- To do
When you reach the line with "Every instance of the road" in the data below, begin printing lines exactly, and stop once the line with "Every instance of the dark cloud" has been printed.

- Input
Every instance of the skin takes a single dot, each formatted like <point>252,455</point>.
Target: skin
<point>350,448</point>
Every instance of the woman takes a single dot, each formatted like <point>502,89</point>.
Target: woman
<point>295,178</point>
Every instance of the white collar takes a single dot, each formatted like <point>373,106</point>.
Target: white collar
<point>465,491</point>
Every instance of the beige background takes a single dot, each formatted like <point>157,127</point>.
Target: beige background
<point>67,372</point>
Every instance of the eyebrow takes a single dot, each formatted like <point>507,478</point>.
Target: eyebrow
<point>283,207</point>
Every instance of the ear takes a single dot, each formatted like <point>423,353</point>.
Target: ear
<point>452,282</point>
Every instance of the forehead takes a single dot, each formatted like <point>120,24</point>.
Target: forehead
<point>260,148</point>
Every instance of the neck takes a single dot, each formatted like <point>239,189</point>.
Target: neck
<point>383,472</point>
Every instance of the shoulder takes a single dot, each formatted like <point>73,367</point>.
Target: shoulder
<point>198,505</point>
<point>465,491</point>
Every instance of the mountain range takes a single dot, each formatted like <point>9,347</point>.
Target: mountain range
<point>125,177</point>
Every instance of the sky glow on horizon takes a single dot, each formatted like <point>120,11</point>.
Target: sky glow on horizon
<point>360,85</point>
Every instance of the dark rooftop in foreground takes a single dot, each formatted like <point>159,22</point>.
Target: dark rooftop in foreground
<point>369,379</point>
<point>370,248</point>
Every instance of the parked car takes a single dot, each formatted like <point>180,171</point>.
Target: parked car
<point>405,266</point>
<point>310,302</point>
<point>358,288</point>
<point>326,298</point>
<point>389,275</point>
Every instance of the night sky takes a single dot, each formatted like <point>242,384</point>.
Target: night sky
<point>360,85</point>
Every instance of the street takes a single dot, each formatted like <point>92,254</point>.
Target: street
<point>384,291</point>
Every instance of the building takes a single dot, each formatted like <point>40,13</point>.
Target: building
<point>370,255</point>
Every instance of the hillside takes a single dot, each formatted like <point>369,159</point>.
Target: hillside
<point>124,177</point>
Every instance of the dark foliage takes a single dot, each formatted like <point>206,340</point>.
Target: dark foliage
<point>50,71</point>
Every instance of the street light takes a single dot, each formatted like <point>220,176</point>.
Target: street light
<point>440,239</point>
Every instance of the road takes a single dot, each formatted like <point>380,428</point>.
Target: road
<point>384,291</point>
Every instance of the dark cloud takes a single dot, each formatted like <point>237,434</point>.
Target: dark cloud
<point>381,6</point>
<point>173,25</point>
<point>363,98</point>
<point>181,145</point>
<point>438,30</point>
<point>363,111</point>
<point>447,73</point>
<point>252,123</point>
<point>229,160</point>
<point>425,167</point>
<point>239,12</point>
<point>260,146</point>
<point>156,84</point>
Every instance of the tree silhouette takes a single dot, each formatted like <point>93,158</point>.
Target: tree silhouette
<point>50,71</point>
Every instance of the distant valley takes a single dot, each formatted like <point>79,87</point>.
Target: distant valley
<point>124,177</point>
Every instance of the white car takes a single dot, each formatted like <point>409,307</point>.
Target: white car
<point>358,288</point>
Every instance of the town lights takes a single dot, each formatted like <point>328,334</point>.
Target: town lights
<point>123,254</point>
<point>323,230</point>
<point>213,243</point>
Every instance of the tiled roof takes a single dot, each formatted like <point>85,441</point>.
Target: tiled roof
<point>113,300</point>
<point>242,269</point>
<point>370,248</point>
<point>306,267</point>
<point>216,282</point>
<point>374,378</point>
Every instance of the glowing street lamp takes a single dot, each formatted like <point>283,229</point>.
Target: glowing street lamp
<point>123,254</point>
* * *
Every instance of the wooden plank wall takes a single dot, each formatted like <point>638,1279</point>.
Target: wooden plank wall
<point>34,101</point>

- Output of the exercise
Every instance of the road takes a single dot, each formatted like <point>380,428</point>.
Target: road
<point>384,291</point>
Every instance of the dark cloud takes a single dot, each formatted like <point>237,434</point>.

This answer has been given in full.